» **Information shown**

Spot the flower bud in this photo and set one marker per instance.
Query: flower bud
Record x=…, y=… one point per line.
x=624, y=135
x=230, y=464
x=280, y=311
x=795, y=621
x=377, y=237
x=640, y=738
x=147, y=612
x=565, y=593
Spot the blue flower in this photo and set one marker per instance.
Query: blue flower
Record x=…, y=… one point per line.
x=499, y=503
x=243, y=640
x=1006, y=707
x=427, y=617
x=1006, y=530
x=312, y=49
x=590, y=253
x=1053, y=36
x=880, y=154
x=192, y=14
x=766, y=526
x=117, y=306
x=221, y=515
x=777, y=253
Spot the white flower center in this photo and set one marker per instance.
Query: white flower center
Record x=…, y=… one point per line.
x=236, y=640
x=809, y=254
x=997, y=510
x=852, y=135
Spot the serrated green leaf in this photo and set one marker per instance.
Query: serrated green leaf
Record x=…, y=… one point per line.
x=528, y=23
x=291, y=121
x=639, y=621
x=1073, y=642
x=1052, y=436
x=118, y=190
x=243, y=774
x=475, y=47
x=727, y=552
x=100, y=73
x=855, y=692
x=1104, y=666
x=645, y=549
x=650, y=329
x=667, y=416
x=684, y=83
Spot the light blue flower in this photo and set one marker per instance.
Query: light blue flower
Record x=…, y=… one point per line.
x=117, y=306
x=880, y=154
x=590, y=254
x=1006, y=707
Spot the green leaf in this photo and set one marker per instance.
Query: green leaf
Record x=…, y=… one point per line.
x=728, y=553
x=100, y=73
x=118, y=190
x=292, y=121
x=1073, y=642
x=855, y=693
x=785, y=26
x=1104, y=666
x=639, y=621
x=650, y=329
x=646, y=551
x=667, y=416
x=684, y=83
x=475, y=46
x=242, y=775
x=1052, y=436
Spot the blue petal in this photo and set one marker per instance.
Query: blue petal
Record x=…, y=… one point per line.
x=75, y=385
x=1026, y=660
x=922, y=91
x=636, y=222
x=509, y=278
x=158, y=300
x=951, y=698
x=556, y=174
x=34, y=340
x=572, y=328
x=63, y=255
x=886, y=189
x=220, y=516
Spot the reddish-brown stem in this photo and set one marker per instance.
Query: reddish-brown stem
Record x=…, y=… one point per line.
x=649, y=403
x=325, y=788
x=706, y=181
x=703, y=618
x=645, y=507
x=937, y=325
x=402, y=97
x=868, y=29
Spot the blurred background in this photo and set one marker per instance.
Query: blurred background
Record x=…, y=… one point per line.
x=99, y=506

---

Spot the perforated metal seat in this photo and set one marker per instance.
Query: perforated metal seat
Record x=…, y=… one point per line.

» **Objective**
Print every line from the one containing "Spot the flower" down to the one containing "x=852, y=135", both ends included, exactly as they appear.

» **Finished task**
Spot the flower bud in this photo and set one marker per instance.
Query: flower bud
Record x=…, y=… one point per line.
x=624, y=135
x=230, y=464
x=280, y=311
x=795, y=621
x=377, y=237
x=640, y=738
x=147, y=612
x=565, y=593
Spot the blue flower in this photo and set one marker per instance.
Query: blue flower
Record x=…, y=… one point per line.
x=499, y=503
x=243, y=640
x=1006, y=707
x=427, y=617
x=1006, y=530
x=312, y=49
x=590, y=253
x=1053, y=36
x=880, y=154
x=192, y=14
x=766, y=526
x=117, y=306
x=221, y=515
x=777, y=253
Spot the white flower center in this photo and set one marker per instance.
Query: white flower center
Record x=…, y=… one point per line.
x=236, y=640
x=809, y=254
x=997, y=510
x=852, y=135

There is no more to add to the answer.